▸ Passage given:
--- BEGIN ---
On Tue, Jan 15, 2019 at 09:51:12PM +0100, Tim Düsterhus wrote:
> Willy,
> 
> Am 15.01.19 um 21:41 schrieb Willy Tarreau:
> >> Ideally the peers would exchange their local values, only.
> > 
> > Yes and that's how this currently works.
> 
> I believe they exchange what they believe to be the current global
> connection count, instead of their local connection count, no?

No, there's no notion of global anything. The principle of the peers
has always been to perform content replication between master and
backup (or old to new process), so it's entirely push-based. The
principle is that the last event is always right. Keep in mind that
its first purpose was to make stickiness tables converge :-)

> >> These are
> >> obviously correct (otherwise it would be broken even without peers).
> >> Then the instances aggregate the values (e.g. sum up all the values for
> >> the number of connections) themselves to get the correct value.
> > 
> > That's exactly how HapTech's stick-table aggregator works :-)
> 
> Ha! So, I'm not inventing something new here.

Unfortunately no :-)

But the principle is exactly the same : you push stuff upwards, it aggregates
with the other nodes and pushes backwards, and may optionally also push
upwards for higher level aggregations. That's why push it interesting.
--- END ---
▸ Stated task 1:
Please return the part of the email thread starting with "No, there's no" and going on through "the correct value.".
▸ Stated task 2:
Decide whether each statement agrees with the email thread, answering yes or no and quoting the deciding words: (a) The peers were first meant to make stickiness tables converge. (b) The peers keep a notion of a global connection count. (c) The peer mechanism is pull-based.

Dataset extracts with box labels
--- BEGIN ---
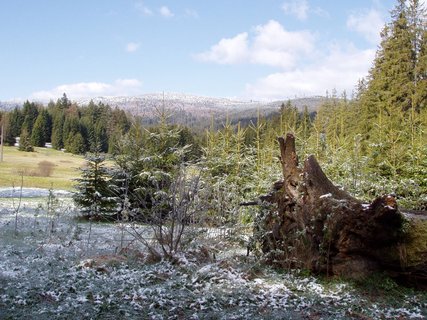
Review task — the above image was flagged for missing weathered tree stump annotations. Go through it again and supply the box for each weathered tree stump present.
[255,134,427,288]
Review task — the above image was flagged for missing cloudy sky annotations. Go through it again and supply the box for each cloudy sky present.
[0,0,418,101]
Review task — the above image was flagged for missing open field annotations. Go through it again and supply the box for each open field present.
[0,147,84,190]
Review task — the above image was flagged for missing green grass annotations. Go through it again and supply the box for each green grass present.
[0,147,85,190]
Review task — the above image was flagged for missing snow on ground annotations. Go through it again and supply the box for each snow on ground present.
[0,195,427,319]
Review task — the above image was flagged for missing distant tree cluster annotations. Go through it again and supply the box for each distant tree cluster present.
[5,94,130,154]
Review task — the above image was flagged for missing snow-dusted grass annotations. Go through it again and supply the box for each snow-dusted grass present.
[0,198,427,319]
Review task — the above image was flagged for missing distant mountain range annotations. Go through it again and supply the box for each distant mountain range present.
[0,93,326,127]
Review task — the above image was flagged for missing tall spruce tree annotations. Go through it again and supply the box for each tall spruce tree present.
[73,153,117,218]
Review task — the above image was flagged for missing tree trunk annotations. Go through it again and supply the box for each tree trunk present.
[255,134,427,287]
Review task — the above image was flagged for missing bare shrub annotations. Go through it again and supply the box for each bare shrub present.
[132,168,209,260]
[38,160,55,177]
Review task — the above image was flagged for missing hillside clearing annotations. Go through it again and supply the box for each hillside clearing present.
[0,147,84,190]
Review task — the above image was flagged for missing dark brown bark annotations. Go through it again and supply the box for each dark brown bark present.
[255,134,427,286]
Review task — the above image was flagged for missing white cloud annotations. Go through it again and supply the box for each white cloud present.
[195,20,314,68]
[126,42,140,53]
[245,45,375,100]
[282,0,310,20]
[159,6,174,18]
[195,32,249,64]
[251,20,314,68]
[30,79,142,101]
[347,9,385,44]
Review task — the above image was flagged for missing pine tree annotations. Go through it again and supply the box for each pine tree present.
[31,109,50,147]
[18,127,34,152]
[73,153,117,218]
[51,111,65,150]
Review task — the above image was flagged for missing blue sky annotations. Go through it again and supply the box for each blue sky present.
[0,0,416,101]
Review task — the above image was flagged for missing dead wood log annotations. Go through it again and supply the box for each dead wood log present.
[254,134,427,286]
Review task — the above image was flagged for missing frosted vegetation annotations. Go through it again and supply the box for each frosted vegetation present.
[0,193,427,319]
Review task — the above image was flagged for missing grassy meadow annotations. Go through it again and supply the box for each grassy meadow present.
[0,147,85,190]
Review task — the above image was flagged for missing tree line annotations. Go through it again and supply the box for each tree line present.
[1,93,131,154]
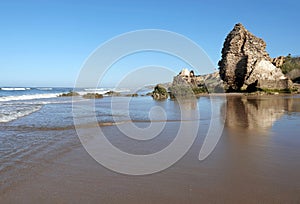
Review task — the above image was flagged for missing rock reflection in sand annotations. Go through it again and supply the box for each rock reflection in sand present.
[225,96,299,131]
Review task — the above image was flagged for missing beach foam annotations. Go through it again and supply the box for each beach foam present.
[0,93,59,102]
[0,105,42,123]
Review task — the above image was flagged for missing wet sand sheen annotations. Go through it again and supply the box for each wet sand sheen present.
[0,97,300,203]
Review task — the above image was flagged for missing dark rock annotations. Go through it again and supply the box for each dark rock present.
[271,56,285,67]
[152,84,169,100]
[219,24,290,91]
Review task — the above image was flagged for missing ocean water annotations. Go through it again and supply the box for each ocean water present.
[0,87,300,203]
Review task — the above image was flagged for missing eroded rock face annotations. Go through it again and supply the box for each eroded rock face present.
[272,56,285,67]
[152,84,168,100]
[219,24,290,91]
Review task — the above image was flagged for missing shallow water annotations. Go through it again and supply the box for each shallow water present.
[0,95,300,203]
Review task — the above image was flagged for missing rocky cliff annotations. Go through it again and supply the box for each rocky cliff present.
[219,24,292,91]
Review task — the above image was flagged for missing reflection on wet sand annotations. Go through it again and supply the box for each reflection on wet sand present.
[223,96,300,131]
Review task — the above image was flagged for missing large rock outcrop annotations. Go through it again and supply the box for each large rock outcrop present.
[219,23,291,91]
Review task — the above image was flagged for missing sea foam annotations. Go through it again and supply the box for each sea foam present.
[0,93,59,102]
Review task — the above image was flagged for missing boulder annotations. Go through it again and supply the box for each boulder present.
[152,84,169,100]
[272,56,285,67]
[219,23,291,91]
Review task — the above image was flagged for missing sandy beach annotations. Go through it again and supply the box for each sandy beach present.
[0,96,300,203]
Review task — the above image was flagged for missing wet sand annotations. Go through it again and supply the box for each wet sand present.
[0,98,300,203]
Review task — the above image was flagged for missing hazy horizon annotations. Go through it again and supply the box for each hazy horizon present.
[0,0,300,87]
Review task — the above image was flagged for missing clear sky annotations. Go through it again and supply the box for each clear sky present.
[0,0,300,87]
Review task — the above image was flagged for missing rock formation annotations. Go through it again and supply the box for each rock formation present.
[219,24,291,91]
[152,84,169,100]
[171,69,223,93]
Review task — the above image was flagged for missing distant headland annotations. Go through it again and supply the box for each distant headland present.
[152,23,300,100]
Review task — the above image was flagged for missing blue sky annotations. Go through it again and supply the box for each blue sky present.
[0,0,300,86]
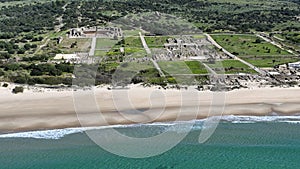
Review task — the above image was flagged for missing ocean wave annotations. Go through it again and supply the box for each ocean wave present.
[0,115,300,140]
[221,115,300,124]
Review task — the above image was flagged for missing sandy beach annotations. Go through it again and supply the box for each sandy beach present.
[0,86,300,132]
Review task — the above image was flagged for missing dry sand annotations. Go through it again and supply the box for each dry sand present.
[0,86,300,132]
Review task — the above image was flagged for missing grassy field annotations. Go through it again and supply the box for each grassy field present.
[145,36,171,48]
[0,0,51,7]
[118,62,154,72]
[207,60,257,74]
[59,38,92,53]
[96,38,118,50]
[244,57,300,68]
[108,36,146,58]
[212,35,291,56]
[158,61,207,75]
[185,61,208,74]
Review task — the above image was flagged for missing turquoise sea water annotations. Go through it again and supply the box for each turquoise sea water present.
[0,117,300,169]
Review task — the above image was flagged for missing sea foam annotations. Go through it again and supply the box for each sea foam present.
[0,115,300,140]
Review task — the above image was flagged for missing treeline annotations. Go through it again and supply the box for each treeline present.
[0,63,74,85]
[0,41,37,55]
[0,1,65,34]
[0,0,300,34]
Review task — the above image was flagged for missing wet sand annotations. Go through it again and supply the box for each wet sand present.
[0,87,300,132]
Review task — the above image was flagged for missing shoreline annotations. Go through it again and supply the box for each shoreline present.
[0,85,300,133]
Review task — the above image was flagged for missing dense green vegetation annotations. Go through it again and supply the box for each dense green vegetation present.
[0,0,300,34]
[0,0,300,86]
[207,60,257,74]
[212,34,291,56]
[145,36,171,48]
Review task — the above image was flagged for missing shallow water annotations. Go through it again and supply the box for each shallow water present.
[0,117,300,169]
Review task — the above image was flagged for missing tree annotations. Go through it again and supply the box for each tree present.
[254,38,262,43]
[12,86,24,94]
[24,43,31,50]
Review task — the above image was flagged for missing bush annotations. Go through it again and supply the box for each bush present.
[12,86,24,94]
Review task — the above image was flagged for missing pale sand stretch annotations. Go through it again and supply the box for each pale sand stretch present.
[0,87,300,132]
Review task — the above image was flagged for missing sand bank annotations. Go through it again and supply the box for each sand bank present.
[0,86,300,132]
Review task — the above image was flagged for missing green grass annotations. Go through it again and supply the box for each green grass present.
[158,61,193,75]
[185,61,208,74]
[118,62,154,72]
[145,36,171,48]
[193,35,205,39]
[95,50,107,56]
[59,38,92,53]
[244,57,300,68]
[96,38,118,50]
[212,35,291,56]
[207,60,257,74]
[123,30,141,37]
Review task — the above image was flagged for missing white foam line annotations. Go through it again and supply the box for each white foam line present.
[0,115,300,140]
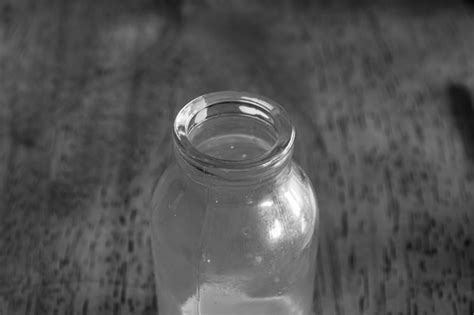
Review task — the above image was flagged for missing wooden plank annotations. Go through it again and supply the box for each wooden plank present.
[0,0,474,315]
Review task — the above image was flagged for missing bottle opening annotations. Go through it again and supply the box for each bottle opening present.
[174,91,295,183]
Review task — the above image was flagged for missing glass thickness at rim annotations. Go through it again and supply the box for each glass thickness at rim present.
[173,91,295,171]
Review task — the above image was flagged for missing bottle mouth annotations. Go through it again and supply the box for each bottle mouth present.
[174,91,295,180]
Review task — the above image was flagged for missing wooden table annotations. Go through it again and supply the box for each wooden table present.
[0,0,474,315]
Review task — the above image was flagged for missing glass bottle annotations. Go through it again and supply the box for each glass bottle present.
[151,91,319,315]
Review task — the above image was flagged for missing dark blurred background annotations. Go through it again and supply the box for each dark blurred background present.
[0,0,474,315]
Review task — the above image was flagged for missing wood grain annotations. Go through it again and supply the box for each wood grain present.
[0,0,474,315]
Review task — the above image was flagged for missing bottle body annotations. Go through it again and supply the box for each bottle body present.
[151,92,319,315]
[152,163,318,315]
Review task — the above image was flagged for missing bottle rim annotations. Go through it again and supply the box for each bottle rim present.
[173,91,295,180]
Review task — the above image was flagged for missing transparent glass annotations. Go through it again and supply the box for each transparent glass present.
[152,92,318,315]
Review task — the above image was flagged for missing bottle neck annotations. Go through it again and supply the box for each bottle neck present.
[174,92,295,185]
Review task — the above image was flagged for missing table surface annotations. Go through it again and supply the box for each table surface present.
[0,0,474,315]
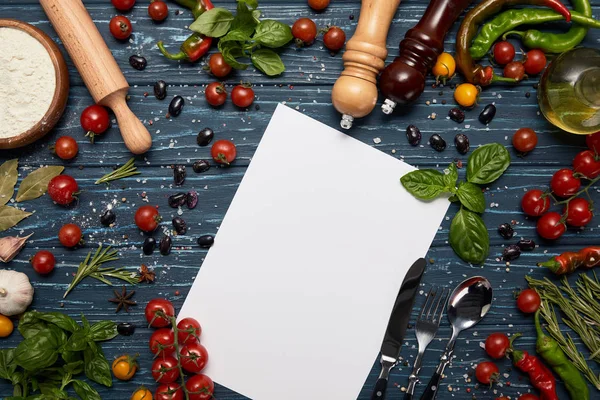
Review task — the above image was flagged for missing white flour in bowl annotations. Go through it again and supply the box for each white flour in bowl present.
[0,27,56,139]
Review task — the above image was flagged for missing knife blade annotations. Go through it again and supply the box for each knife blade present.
[371,258,425,400]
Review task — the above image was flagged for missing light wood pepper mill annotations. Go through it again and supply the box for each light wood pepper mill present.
[331,0,400,129]
[40,0,152,154]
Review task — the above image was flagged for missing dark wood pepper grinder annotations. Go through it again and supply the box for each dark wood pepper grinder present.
[379,0,473,114]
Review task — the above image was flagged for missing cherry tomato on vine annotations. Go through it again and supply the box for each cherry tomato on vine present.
[108,15,133,40]
[563,197,594,227]
[31,250,56,275]
[536,212,567,240]
[231,84,254,108]
[550,168,581,197]
[292,18,317,46]
[144,299,175,328]
[494,41,515,65]
[48,175,79,206]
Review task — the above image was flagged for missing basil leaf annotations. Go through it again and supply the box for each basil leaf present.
[456,182,485,213]
[253,19,293,48]
[449,207,490,264]
[190,7,234,37]
[250,49,285,76]
[467,143,510,185]
[400,169,448,200]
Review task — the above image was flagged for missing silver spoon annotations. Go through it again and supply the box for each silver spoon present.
[421,276,492,400]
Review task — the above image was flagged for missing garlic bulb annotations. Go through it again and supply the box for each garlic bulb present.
[0,269,33,317]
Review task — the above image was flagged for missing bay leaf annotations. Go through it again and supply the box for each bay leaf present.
[16,166,65,201]
[0,206,32,232]
[0,158,19,206]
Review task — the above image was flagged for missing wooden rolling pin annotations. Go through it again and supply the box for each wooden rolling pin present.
[331,0,400,129]
[40,0,152,154]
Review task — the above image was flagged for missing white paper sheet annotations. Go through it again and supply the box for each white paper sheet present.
[180,105,449,400]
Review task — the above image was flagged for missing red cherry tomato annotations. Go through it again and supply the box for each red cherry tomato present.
[31,250,56,275]
[152,356,179,383]
[563,197,594,227]
[550,168,581,197]
[573,150,600,179]
[485,333,510,359]
[58,224,83,248]
[48,175,79,206]
[177,318,202,345]
[323,26,346,51]
[54,136,79,160]
[521,189,550,217]
[144,299,175,328]
[204,82,227,107]
[523,49,546,75]
[512,128,537,153]
[231,85,254,108]
[494,42,515,65]
[185,374,215,400]
[210,139,237,165]
[536,212,567,240]
[134,205,161,232]
[475,361,500,385]
[292,18,317,46]
[108,15,133,40]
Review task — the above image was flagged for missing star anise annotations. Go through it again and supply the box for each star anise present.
[108,286,137,312]
[139,264,156,283]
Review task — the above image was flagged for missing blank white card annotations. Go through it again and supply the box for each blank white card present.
[180,105,449,400]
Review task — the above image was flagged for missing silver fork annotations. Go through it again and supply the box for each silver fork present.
[404,287,450,400]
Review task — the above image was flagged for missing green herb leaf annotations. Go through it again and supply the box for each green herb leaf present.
[0,206,32,232]
[190,7,234,37]
[449,207,490,264]
[253,19,293,48]
[15,166,65,201]
[0,158,19,206]
[467,143,510,185]
[400,169,448,200]
[456,182,485,213]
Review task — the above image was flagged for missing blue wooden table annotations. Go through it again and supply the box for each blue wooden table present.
[0,0,600,400]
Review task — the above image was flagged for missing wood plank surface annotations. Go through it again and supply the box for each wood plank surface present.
[0,0,600,400]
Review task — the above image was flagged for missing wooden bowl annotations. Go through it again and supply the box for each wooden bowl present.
[0,18,69,149]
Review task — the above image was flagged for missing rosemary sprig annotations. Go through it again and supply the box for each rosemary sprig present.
[63,245,138,299]
[95,158,141,185]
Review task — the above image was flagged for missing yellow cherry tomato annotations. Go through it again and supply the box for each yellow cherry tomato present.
[454,83,479,107]
[112,354,137,381]
[0,314,14,337]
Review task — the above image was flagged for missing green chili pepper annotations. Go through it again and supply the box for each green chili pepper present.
[535,310,590,400]
[469,8,600,60]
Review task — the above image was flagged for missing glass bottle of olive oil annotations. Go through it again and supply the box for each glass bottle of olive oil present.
[538,48,600,135]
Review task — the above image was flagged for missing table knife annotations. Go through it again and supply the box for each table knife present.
[371,258,425,400]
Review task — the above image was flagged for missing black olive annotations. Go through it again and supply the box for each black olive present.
[429,133,446,151]
[158,235,173,256]
[129,56,148,71]
[117,322,135,336]
[169,192,187,208]
[142,237,156,256]
[454,133,470,154]
[406,125,421,146]
[448,108,465,124]
[196,128,215,147]
[154,81,167,100]
[192,160,210,174]
[479,104,496,125]
[100,210,117,226]
[172,217,187,235]
[498,222,515,239]
[169,96,185,117]
[502,244,521,261]
[173,165,186,186]
[198,235,215,249]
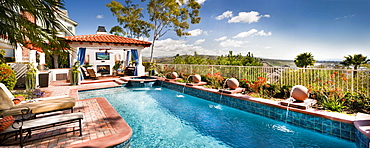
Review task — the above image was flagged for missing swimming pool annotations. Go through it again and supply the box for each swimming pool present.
[79,87,356,148]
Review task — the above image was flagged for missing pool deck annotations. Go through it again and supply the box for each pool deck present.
[1,78,132,148]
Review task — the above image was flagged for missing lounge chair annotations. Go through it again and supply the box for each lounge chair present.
[81,67,90,79]
[0,113,83,147]
[0,83,76,117]
[86,68,100,80]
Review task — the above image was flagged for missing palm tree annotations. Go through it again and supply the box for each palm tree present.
[340,54,370,75]
[294,52,316,68]
[0,0,69,52]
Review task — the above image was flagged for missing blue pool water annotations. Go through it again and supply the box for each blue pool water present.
[79,87,356,148]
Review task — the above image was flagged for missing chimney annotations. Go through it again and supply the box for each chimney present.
[96,26,108,34]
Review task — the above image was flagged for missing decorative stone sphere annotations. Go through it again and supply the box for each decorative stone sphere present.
[226,78,239,89]
[192,74,202,83]
[170,72,179,79]
[290,85,309,101]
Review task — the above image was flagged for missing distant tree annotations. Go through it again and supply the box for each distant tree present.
[0,0,69,52]
[106,0,153,38]
[294,52,316,68]
[216,51,263,66]
[340,54,370,76]
[340,54,370,70]
[173,54,185,64]
[107,0,201,62]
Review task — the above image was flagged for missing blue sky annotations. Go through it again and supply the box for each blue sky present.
[65,0,370,60]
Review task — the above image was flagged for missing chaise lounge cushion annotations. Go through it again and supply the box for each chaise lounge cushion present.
[0,116,14,133]
[0,83,14,114]
[2,97,76,116]
[0,83,76,117]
--- END ---
▸ Worked solution 1:
No, there's no notion of global anything. The principle of the peers
has always been to perform content replication between master and
backup (or old to new process), so it's entirely push-based. The
principle is that the last event is always right. Keep in mind that
its first purpose was to make stickiness tables converge :-)

> >> These are
> >> obviously correct (otherwise it would be broken even without peers).
> >> Then the instances aggregate the values (e.g. sum up all the values for
> >> the number of connections) themselves to get the correct value.

▸ Worked solution 2:
(a) Yes: "its first purpose was to make stickiness tables converge"
(b) No: "there's no notion of global anything"
(c) No: "it's entirely push-based"